Please return the lines of the data below, word for word, from the first line through the line containing "output_spec: JSON array".

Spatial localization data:
-----

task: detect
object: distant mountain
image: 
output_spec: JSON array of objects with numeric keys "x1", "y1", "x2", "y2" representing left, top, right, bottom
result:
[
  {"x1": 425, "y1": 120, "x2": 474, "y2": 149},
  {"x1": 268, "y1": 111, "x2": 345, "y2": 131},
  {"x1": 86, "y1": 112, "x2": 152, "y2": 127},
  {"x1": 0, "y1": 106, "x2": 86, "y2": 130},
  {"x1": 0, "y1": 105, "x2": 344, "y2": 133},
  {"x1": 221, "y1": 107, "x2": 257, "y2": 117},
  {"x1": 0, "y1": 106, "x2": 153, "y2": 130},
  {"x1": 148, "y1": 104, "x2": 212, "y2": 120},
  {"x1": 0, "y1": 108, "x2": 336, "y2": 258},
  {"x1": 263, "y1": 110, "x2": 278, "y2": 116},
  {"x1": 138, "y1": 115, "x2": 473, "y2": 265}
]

-----

◆ ANSWER SPACE ◆
task: detect
object: distant mountain
image: 
output_spec: JSON array of objects with numeric keys "x1", "y1", "x2", "y2" representing left, top, right, bottom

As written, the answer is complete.